ACTIVITY>
Repeat exactly, and only, the lines below starting at the line that contains "the tortoise mouth" and ending at the line that contains "Q: Give the pixel coordinates of a point on the scaly", inclusive of both.

SUPPLIED RECORDS>
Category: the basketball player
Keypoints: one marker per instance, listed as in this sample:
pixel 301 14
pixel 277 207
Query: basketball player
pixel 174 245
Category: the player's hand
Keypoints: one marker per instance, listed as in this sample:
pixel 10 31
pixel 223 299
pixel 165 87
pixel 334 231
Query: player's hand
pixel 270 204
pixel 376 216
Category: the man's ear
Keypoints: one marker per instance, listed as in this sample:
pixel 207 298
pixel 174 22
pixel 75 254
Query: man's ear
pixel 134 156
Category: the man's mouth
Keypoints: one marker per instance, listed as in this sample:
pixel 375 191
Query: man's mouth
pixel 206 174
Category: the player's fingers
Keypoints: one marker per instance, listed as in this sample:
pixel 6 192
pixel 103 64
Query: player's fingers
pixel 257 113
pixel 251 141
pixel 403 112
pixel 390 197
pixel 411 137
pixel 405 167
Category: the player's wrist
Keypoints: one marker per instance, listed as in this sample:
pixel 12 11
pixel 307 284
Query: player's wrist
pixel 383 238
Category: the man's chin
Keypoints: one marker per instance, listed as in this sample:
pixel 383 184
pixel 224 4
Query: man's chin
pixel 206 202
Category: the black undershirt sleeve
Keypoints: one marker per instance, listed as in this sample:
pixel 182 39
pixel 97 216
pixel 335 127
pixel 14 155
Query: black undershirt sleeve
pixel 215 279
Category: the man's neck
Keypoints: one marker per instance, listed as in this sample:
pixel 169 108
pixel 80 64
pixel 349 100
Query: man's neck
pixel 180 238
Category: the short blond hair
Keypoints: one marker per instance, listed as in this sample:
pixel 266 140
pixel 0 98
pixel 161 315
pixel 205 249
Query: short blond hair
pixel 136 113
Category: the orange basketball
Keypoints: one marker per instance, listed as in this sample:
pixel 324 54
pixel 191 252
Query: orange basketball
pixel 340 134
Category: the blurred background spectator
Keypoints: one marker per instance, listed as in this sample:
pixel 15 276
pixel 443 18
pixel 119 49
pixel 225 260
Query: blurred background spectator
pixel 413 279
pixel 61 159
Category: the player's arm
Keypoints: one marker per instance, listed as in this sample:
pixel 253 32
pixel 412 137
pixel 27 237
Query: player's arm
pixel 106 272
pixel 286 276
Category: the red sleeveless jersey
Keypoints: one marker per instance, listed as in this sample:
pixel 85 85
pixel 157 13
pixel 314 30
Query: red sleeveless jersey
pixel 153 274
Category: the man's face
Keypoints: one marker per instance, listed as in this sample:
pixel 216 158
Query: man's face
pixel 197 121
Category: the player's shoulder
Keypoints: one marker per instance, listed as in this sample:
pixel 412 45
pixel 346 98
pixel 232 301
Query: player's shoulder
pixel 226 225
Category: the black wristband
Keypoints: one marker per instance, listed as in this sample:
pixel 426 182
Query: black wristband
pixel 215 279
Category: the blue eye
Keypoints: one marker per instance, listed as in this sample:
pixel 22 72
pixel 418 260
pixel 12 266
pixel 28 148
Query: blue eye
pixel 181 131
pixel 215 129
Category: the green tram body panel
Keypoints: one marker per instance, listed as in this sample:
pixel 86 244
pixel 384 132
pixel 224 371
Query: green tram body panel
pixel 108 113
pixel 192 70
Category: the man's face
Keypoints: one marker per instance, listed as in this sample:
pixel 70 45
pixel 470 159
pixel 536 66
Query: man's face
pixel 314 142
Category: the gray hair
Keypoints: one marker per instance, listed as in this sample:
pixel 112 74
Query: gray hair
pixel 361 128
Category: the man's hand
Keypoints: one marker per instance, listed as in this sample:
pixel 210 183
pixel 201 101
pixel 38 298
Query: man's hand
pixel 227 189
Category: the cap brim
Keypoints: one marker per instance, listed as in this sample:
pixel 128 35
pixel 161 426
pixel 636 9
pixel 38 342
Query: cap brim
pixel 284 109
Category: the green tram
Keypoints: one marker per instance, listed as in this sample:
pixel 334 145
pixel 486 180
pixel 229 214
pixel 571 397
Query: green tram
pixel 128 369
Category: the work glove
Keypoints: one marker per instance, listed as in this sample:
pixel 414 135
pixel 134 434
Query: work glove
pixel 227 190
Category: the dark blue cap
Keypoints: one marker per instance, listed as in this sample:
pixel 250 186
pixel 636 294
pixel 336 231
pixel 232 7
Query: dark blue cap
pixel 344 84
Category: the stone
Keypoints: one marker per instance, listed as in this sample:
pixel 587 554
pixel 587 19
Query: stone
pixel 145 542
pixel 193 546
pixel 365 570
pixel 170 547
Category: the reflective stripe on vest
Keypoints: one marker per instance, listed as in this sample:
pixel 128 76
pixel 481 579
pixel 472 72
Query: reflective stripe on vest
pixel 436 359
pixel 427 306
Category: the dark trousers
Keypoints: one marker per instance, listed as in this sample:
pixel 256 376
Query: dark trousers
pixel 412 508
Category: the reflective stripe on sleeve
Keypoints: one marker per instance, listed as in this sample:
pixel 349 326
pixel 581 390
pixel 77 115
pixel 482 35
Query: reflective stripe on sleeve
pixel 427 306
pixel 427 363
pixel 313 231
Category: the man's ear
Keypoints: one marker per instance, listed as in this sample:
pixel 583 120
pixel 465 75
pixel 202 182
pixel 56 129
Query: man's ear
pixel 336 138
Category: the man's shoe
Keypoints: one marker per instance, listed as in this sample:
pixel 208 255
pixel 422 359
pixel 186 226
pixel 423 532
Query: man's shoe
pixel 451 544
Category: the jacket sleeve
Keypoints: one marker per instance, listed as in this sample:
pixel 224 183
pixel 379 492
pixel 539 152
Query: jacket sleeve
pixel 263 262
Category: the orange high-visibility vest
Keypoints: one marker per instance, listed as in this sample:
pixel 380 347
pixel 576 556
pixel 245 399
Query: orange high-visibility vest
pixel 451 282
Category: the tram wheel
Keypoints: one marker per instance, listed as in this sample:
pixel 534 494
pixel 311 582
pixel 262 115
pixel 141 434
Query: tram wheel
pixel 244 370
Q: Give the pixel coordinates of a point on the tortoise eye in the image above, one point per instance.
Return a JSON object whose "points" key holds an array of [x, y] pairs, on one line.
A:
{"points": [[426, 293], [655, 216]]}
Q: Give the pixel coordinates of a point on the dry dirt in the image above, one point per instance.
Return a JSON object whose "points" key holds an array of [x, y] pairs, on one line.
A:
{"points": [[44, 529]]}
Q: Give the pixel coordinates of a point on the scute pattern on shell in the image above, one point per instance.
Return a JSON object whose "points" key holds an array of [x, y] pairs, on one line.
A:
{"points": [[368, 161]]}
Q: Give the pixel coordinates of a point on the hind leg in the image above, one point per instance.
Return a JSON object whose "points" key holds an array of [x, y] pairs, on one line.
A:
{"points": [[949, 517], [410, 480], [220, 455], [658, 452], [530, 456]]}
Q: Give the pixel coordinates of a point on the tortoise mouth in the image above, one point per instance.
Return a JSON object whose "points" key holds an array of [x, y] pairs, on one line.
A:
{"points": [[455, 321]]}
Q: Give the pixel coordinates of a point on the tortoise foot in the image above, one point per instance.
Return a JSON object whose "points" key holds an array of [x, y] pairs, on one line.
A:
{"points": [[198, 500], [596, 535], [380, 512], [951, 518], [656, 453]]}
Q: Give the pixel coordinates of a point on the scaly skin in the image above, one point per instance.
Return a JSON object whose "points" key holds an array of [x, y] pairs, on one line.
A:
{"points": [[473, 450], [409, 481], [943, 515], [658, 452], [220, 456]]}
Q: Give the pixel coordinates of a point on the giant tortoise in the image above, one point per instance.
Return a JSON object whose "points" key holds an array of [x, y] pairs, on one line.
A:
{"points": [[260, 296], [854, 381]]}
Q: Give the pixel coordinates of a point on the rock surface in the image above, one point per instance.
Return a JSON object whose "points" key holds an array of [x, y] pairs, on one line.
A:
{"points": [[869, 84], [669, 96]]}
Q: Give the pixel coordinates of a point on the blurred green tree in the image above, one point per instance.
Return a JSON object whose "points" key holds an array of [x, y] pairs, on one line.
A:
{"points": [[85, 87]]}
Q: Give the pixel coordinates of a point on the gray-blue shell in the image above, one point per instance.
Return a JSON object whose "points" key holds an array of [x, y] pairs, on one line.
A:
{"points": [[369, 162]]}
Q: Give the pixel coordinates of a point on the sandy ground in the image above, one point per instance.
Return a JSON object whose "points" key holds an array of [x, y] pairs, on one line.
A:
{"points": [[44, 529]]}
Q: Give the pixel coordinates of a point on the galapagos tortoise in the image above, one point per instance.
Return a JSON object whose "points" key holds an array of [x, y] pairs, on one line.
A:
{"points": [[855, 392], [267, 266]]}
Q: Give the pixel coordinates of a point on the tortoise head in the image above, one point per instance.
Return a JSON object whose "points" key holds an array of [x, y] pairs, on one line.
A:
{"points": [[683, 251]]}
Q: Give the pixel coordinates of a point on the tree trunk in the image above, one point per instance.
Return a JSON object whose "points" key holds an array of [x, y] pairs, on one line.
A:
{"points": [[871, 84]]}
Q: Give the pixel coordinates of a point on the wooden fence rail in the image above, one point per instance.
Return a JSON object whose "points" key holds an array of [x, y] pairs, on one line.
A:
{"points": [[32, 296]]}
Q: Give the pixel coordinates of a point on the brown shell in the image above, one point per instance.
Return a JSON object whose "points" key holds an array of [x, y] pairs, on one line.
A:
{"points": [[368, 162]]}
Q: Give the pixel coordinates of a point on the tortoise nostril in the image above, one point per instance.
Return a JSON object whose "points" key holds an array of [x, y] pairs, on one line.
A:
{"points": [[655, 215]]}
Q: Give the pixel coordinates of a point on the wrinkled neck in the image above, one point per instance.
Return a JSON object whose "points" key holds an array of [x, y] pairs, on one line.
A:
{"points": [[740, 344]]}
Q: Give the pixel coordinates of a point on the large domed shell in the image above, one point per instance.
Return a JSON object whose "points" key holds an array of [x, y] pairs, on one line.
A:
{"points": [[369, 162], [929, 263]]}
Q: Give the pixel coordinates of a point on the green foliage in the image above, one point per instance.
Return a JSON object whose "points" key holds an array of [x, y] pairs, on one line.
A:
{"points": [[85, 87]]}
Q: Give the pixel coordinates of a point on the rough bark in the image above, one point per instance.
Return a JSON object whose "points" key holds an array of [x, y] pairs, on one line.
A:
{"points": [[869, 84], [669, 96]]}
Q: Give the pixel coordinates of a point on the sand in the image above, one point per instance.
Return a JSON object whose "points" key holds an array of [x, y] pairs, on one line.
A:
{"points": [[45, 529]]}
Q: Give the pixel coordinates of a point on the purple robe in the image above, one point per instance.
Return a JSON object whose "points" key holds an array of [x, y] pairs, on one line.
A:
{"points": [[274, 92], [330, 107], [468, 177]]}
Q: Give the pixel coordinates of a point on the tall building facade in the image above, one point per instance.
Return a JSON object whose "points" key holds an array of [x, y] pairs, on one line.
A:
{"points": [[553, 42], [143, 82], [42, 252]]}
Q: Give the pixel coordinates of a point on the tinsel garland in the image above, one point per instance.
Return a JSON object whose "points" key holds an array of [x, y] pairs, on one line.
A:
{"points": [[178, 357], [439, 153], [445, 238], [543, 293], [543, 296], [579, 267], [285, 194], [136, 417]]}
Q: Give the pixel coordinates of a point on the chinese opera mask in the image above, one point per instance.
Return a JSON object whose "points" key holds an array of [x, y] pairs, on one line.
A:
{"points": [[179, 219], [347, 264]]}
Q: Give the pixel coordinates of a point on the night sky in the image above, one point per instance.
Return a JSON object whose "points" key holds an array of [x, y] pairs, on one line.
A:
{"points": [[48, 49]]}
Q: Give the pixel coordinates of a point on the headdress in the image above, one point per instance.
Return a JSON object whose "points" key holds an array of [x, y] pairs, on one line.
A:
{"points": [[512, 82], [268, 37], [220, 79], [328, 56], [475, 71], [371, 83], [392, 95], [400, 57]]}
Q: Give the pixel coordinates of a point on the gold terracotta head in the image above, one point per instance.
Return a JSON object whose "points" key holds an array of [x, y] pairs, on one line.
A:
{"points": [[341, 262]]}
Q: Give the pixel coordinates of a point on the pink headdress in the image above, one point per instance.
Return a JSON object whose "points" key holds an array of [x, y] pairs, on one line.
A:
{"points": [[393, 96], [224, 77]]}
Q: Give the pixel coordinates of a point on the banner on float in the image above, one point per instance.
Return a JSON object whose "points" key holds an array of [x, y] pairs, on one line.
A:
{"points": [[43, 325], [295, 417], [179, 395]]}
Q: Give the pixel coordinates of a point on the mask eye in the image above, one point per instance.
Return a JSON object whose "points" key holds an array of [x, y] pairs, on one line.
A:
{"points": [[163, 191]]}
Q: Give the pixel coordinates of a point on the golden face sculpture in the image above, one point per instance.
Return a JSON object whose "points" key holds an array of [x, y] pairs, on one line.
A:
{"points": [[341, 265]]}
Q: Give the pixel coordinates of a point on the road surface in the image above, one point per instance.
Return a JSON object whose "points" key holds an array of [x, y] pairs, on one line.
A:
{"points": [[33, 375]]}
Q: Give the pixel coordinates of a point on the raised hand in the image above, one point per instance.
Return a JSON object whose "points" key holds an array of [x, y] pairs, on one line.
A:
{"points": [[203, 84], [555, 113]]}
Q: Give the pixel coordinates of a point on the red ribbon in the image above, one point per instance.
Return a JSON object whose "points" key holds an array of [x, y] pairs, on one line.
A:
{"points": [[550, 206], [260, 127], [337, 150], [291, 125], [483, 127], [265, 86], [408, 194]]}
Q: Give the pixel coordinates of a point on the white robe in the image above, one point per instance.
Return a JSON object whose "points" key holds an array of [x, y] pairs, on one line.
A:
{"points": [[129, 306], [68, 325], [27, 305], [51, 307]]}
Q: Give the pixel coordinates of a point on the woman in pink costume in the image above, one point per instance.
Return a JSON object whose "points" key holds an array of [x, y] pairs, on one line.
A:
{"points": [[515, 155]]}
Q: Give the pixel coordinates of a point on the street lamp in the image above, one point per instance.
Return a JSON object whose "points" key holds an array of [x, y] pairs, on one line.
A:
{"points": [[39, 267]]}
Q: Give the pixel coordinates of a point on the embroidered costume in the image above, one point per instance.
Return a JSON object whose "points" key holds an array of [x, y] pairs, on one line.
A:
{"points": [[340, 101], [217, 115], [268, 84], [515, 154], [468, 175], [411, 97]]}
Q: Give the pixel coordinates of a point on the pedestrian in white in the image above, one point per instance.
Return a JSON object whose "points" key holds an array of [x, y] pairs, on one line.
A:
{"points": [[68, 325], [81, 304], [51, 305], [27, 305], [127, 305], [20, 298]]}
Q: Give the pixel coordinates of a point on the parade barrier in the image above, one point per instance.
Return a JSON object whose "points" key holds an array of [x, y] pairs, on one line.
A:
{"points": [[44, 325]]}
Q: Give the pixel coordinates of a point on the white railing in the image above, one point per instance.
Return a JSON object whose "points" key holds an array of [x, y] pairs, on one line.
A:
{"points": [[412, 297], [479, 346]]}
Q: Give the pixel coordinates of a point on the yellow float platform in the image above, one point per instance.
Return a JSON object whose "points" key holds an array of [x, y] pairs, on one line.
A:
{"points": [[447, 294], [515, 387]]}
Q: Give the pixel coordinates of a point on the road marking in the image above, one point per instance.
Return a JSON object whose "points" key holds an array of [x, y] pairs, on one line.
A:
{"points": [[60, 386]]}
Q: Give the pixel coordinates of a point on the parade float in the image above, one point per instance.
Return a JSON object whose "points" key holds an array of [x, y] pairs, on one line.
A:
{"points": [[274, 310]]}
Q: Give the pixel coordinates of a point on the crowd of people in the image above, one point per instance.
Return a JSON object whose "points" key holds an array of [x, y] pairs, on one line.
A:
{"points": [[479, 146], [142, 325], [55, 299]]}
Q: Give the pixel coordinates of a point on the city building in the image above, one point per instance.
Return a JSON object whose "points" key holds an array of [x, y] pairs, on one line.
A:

YOUR RESPONSE>
Q: Give the pixel coordinates of a point on the tortoise mouth in the image above, one point per instance.
Return a JSON object whose "points" key holds an array of [x, y] pairs, on one line.
A:
{"points": [[455, 321]]}
Q: Give the pixel coordinates of a point on the tortoise foot in the image above, one point per instance.
Return a JSON object whose "points" key holds an array of [x, y] pairs, on one line.
A:
{"points": [[198, 500], [596, 535], [380, 512], [951, 518], [656, 453]]}
Q: Give the pixel coordinates of a point on the scaly skin in the image above, one point per instance.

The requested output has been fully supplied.